→ What the task requires: Rewrite the listing starting at the line containing "Identify the overcast" and ending at the end of the listing, switching "pond" to "lake" and leaving everything else unchanged. Return only those lines.

:::

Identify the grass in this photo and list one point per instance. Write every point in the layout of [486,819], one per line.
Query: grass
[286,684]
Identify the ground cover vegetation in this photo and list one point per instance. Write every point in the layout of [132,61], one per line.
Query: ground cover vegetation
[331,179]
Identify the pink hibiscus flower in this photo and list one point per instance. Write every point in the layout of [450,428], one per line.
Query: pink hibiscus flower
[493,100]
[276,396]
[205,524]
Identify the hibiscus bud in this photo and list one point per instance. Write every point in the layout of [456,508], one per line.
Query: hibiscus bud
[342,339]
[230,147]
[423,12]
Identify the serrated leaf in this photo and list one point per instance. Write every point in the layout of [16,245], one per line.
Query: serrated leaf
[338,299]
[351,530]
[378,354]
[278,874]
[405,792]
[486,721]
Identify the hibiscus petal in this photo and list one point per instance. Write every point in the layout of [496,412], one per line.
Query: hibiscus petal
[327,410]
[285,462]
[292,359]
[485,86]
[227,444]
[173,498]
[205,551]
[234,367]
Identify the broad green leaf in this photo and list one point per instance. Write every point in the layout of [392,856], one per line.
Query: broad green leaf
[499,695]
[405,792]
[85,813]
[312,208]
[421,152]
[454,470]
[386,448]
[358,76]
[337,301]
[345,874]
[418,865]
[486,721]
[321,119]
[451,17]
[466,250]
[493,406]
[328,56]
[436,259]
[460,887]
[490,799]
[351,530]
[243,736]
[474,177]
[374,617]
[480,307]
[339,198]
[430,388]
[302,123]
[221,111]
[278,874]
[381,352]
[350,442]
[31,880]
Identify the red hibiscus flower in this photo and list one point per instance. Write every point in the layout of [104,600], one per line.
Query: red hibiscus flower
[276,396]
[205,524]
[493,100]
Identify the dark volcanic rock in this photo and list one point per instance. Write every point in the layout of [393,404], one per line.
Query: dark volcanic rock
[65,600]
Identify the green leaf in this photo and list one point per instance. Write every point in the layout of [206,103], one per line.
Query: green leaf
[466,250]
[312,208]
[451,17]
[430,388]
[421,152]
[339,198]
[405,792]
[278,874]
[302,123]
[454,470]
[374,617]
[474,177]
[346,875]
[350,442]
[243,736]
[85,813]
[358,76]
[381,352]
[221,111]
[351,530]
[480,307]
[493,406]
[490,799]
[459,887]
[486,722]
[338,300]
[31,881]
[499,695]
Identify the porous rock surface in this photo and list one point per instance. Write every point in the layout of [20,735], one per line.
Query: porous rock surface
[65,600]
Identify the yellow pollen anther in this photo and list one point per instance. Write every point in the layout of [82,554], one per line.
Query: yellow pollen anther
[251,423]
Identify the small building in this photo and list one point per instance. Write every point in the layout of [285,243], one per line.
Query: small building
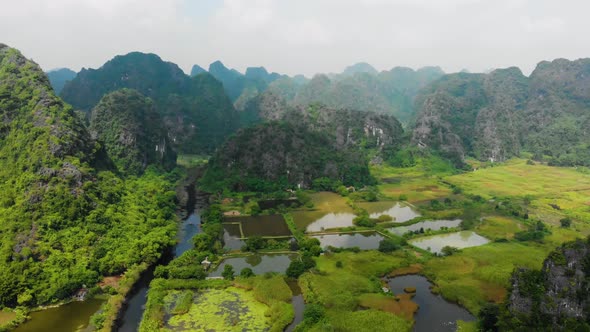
[232,213]
[206,263]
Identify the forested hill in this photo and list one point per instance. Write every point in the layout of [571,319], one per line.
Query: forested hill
[59,77]
[304,145]
[64,224]
[132,132]
[197,114]
[497,115]
[360,88]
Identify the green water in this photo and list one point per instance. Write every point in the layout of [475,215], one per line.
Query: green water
[66,318]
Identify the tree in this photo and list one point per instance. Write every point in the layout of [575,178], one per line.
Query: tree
[246,272]
[565,222]
[255,243]
[488,317]
[388,245]
[295,269]
[228,272]
[313,313]
[448,250]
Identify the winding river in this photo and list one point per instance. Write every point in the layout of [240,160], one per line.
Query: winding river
[132,313]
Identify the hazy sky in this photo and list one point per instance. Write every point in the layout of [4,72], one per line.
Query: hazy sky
[300,36]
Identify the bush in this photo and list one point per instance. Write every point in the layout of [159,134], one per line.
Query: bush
[565,222]
[255,243]
[388,245]
[246,272]
[295,269]
[448,250]
[228,272]
[488,318]
[313,313]
[384,218]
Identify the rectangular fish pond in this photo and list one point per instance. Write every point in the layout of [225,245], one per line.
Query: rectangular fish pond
[364,241]
[330,210]
[463,239]
[273,225]
[259,264]
[434,225]
[400,212]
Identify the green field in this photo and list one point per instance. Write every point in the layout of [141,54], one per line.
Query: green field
[231,309]
[342,290]
[566,188]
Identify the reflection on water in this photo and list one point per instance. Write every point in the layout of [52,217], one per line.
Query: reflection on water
[331,220]
[462,239]
[434,225]
[67,318]
[365,241]
[434,313]
[398,211]
[259,264]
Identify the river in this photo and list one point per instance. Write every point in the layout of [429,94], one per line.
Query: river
[133,311]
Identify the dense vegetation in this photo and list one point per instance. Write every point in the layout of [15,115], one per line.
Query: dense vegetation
[196,112]
[309,143]
[495,116]
[557,296]
[59,77]
[131,130]
[64,224]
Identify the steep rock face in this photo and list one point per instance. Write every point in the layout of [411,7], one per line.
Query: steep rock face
[132,132]
[196,70]
[493,116]
[556,294]
[59,77]
[274,156]
[349,128]
[146,73]
[361,67]
[389,92]
[297,145]
[197,113]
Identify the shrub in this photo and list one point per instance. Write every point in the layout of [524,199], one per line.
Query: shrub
[313,313]
[565,222]
[246,272]
[295,269]
[388,245]
[228,272]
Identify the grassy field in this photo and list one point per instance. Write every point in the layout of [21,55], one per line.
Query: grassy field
[563,187]
[414,183]
[481,274]
[6,317]
[323,203]
[499,227]
[343,287]
[231,309]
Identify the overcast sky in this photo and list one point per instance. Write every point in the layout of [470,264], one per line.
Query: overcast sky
[300,36]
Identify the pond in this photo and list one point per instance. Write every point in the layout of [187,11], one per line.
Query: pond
[68,317]
[264,225]
[298,305]
[434,225]
[231,237]
[365,241]
[274,203]
[434,313]
[459,240]
[330,210]
[400,212]
[259,264]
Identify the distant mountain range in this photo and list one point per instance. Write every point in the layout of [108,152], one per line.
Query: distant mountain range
[495,116]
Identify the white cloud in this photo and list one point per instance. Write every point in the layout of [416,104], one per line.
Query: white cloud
[304,36]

:::

→ Expected answer:
Identify the overcast sky in this photo and list one point per instance. Write every point in the layout of [470,264], one per line.
Query: overcast sky
[300,36]
Identify the lake in this photo and list one point per instance. Write every point in the layout of [187,11], one per line.
Query: lake
[68,317]
[264,225]
[298,305]
[434,225]
[231,237]
[365,241]
[274,203]
[434,313]
[459,240]
[330,210]
[400,212]
[259,264]
Identify the distant mountain range in this photo and list one point per instance. Write every point in the layout of [108,152], one per line.
Query: distant mountain range
[495,116]
Identify the white cloud in this photo and list one point per instance. Write every point in the layout of [416,104], one per line.
Query: white cloud
[304,36]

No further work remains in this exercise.